--- Фрагмент текста ---
Более того, можно предположить, что британская армия жестче применяла силовые методы для поддержания военной дисциплины, чем те армии, которые в итоге развалились. Члены Братства противников воинской повинности, отказывавшиеся работать на войну, едва не были казнены военными властями, а из 1540 пацифистов, приговоренных к двум годам принудительных работ, 71 умер из-за дурного обращения{1768}. Как известно, приговорены к смерти за дезертирство, трусость, мятеж и другие преступления были 3080 британских солдат, из которых 346 несчастных действительно были казнены. Это больше, чем у французов, и примерно в семь раз превышает количество казненных у немцев – хотя, например, итальянцы расстреляли в два раза больше собственных солдат{1769}. Списки расстрелянных зачитывались на смотрах pour encourager les autres[47]47
Для поднятия боевого духа прочих (фр.).
[Закрыть]: Джорджа Коппарда это шокировало, но впечатлило. Макса Плаумана почти так же поразил вид человека, привязанного с раскинутыми руками и ногами к колесу. Это наказание, возникшее во времена Веллингтона, сохранялось в британской армии до 1923 года{1770}. К 1918 году на 291 британского солдата приходился один военный полицейский, хотя в начале войны соотношение составляло 3306 к одному{1771}. В британской армии также был более высокий процент офицеров, чем в германской: их было 25 на батальон, а не 8 или 9, как у немцев{1772}. С учетом отсутствия у подавляющего большинства британских солдат армейского опыта, следует признать, что британская армия была необычайно дисциплинированной организацией. На деле, как мы видели, она насаждала намного более высокий уровень слепого повиновения, чем германская{1773}. Джон Люси вспоминает, как человек, раненный в голову, просил позволения выйти из строя{1774}. Однако при этом для британского “рядового состава” была характерна пассивность, даже апатия: солдат не был готов пошевелить и пальцем без приказа{1775}. Иногда считают, что эта строго иерархическая структура, опиравшаяся на приказы вышестоящих офицеров, стала причиной слабости британской армии при столкновении с германской культурой, которая поощряла солдат в отсутствие приказов сверху проявлять инициативу{1776}.
Тем не менее значимость принуждения не стоит преувеличивать. Приговоренных к расстрелу за трусость было ничтожное количество по сравнению с общей массой людей, служивших в британской армии во время войны (их было 5,7 миллиона). Более того, многие из них (в том числе изрядная часть действительно расстрелянных) страдали от психических травм – как злосчастный рядовой Гарри Фарр из Западно-Йоркширского полка: его поставили к стенке в октябре 1916 года{1777}. Он не отказывался воевать, а просто был неспособен идти в бой. Вряд ли Хейг был прав, считая, что война будет проиграна, если помиловать несколько таких несчастных. В реальности военная дисциплина работала намного тоньше, чем в Красной армии при Троцком (где в атаке еще можно было выжить, а попытаться бежать означало точно быть расстрелянным). Во время войны она опиралась скорее на уважение рядовых к унтер-офицерам и офицерам. Хуже всего дела обстояли у русских (офицеры обходились с солдатами как с крепостными и избегали участия в боях){1778}, но итальянцы недалеко от них ушли. Французские офицеры были где-то посредине{1779}. Возможно, к 1918 году знаменитое немецкое офицерство тоже начало терять уважение солдат, однако во время революции этот вопрос так политизировался, что сейчас отличить мифы от реальности крайне затруднительно{1780}.
--- Записи ---
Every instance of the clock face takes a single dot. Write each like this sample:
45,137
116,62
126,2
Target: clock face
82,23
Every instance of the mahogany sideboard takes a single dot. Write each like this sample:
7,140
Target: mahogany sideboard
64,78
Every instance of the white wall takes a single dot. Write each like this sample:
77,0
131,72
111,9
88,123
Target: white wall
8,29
---
--- Записи ---
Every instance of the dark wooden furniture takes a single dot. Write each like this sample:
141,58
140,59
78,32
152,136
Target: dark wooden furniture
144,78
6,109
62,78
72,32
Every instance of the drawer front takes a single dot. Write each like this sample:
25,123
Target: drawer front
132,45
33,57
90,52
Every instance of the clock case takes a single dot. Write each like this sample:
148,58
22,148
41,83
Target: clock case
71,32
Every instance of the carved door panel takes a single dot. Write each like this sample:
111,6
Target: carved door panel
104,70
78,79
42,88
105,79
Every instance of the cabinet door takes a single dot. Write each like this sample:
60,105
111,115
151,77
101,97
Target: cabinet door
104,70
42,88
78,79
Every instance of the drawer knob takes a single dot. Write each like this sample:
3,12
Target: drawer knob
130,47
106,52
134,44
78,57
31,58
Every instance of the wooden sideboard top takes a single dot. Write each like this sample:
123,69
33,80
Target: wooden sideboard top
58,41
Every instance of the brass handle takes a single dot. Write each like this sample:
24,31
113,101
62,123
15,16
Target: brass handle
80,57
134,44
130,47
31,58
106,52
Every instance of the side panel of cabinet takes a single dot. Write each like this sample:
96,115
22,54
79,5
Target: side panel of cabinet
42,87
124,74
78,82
---
# Задания:
[1] Ответьте по фрагменту о дисциплине в британской армии:
(а) Сколько британских солдат, приговоренных к смерти, действительно были казнены?
(б) До какого года в британской армии сохранялось наказание привязыванием к колесу?
(в) Сколько человек служило в британской армии во время войны?
[2] Повторите дословно часть фрагмента о дисциплине в британской армии от слов "Более того, можно" до слов "духа прочих (фр.).".

# Ответы:
[1]
(а) 346.
(б) До 1923 года.
(в) 5,7 миллиона.

[2]
Более того, можно предположить, что британская армия жестче применяла силовые методы для поддержания военной дисциплины, чем те армии, которые в итоге развалились. Члены Братства противников воинской повинности, отказывавшиеся работать на войну, едва не были казнены военными властями, а из 1540 пацифистов, приговоренных к двум годам принудительных работ, 71 умер из-за дурного обращения{1768}. Как известно, приговорены к смерти за дезертирство, трусость, мятеж и другие преступления были 3080 британских солдат, из которых 346 несчастных действительно были казнены. Это больше, чем у французов, и примерно в семь раз превышает количество казненных у немцев – хотя, например, итальянцы расстреляли в два раза больше собственных солдат{1769}. Списки расстрелянных зачитывались на смотрах pour encourager les autres[47]47
Для поднятия боевого духа прочих (фр.).